Fishing for History in the Klamath River

Yurok tribal member Pergish Carlson shares stories about river outings where time stands still

It’s no surprise that you might see osprey, bald eagles, or even bears along the lower Klamath River. After all, the waters are a moveable feast of salmon.

The wildlife, however, shares a home with the Yurok tribe, which has been living and fishing in these waters for time immemorial. In this Outbound Collective video, Yurok member Pergish Carlson talks about the Blue Creek Guide Servicefishing trips he leads along the Klamath.

“It’s not just redwoods, water, and fish out here,” says Carlson in the video. “When you’re on our river, you’re traveling on our ancestors.” The Yurok people are California’s largest Native American Tribe, with more than 6,000 members, and have a rich history of fishing, basket weaving, canoe making, and storytelling. Here’s how to explore these waters yourself, enjoying both blissful scenery and a glimpse of Yurok heritage.

The Back Story

The Klamath is the second-largest river in California, stretching 286 miles through the Golden State (and 11 more in Oregon); its watershed is as big as Massachusetts and Connecticut combined. Much of the river runs through the Yurok tribal lands in Humboldt and Del Norte counties, and is often surrounded by redwood forests—including the Redwood National and State Parks.

Exercises:
A: Answer these questions from the Klamath River article:
(i) How many members does the Yurok tribe have?
(ii) How many miles does the Klamath River stretch through California?
(iii) The river's watershed is as big as which two states combined?
B: Return the passage of the Klamath River article from "The Klamath is" up to and including "and State Parks.", copied word for word.

Record list:
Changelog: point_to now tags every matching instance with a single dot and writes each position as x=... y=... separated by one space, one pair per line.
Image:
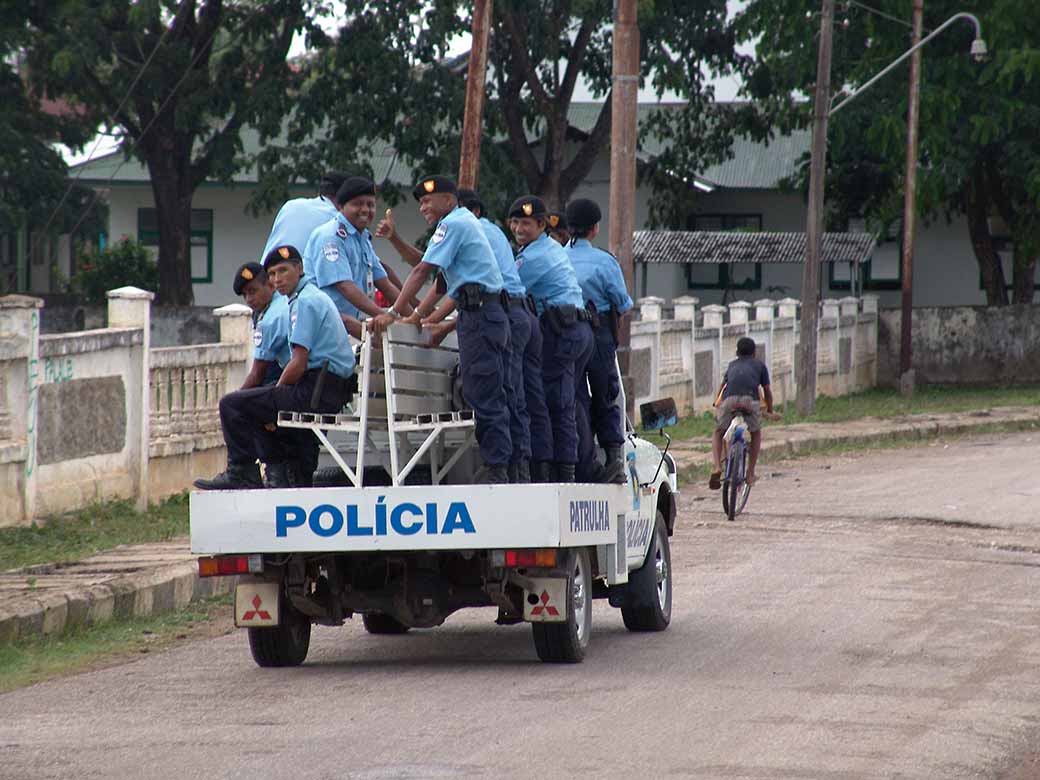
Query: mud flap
x=256 y=604
x=546 y=601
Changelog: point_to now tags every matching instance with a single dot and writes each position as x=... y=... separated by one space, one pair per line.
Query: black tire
x=648 y=598
x=284 y=645
x=566 y=643
x=380 y=623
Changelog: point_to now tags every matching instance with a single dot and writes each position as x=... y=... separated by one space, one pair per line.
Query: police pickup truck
x=408 y=555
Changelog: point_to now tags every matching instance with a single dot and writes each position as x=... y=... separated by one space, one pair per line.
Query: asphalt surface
x=869 y=617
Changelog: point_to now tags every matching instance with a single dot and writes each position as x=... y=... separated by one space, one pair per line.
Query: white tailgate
x=406 y=518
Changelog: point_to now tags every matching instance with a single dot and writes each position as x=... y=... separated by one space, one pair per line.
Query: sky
x=726 y=88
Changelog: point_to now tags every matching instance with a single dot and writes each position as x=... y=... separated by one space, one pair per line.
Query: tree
x=193 y=75
x=32 y=173
x=389 y=60
x=978 y=154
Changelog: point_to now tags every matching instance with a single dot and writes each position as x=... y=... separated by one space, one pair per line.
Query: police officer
x=296 y=219
x=460 y=251
x=567 y=338
x=556 y=228
x=315 y=379
x=270 y=325
x=529 y=424
x=340 y=259
x=603 y=288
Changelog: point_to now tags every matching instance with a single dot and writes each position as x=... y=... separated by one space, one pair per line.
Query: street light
x=810 y=284
x=979 y=52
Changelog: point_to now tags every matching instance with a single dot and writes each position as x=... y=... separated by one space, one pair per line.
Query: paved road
x=876 y=619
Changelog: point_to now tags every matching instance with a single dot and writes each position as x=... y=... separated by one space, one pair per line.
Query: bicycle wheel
x=744 y=488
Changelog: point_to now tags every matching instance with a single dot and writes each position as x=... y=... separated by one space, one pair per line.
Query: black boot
x=540 y=471
x=614 y=469
x=498 y=474
x=277 y=475
x=565 y=472
x=237 y=476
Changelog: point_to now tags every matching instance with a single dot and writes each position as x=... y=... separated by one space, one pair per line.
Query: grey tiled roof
x=708 y=247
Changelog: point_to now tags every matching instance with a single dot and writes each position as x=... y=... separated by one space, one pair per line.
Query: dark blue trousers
x=484 y=344
x=515 y=395
x=564 y=359
x=604 y=387
x=538 y=412
x=248 y=418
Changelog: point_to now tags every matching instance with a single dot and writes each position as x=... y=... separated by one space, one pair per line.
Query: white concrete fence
x=99 y=415
x=685 y=357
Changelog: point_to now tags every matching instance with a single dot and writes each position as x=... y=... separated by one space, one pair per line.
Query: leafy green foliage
x=384 y=88
x=977 y=151
x=195 y=74
x=122 y=264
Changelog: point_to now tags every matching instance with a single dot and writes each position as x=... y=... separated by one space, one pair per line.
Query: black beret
x=582 y=213
x=356 y=185
x=333 y=180
x=528 y=206
x=247 y=274
x=432 y=184
x=470 y=200
x=281 y=254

Expected outputs:
A:
(i) More than 6,000
(ii) 286 miles
(iii) Massachusetts and Connecticut

B:
The Klamath is the second-largest river in California, stretching 286 miles through the Golden State (and 11 more in Oregon); its watershed is as big as Massachusetts and Connecticut combined. Much of the river runs through the Yurok tribal lands in Humboldt and Del Norte counties, and is often surrounded by redwood forests—including the Redwood National and State Parks.